begin Quoted passage

Example 1: Finding an element in a HashMap is usually a constant-time, which is  O(1) . This is a constant time because a hashing function is used to find an element, and computing a hash value does not depend on the number of elements in the HashMap.

Example 2:  Linear search of an array, list, and LinkedList is linear, which is O(n). This is linear because you will have to search the entire list. This means that if a list is twice as big, searching it will take twice as long.

Example 3: An algorithm that needs to compare every element in an array to sort the array has polynomial complexity, which is O (n2). A nested for loop is O (n2).  An example is shown under sorting algorithms.

end Quoted passage
begin Given material

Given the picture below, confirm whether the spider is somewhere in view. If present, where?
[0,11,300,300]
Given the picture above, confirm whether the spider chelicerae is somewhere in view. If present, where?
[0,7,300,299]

end Given material

Print the section of the passage on algorithm complexity that begins with the words containing "Example 1: Finding" and ends with "twice as long.".

Example 1: Finding an element in a HashMap is usually a constant-time, which is  O(1) . This is a constant time because a hashing function is used to find an element, and computing a hash value does not depend on the number of elements in the HashMap.

Example 2:  Linear search of an array, list, and LinkedList is linear, which is O(n). This is linear because you will have to search the entire list. This means that if a list is twice as big, searching it will take twice as long.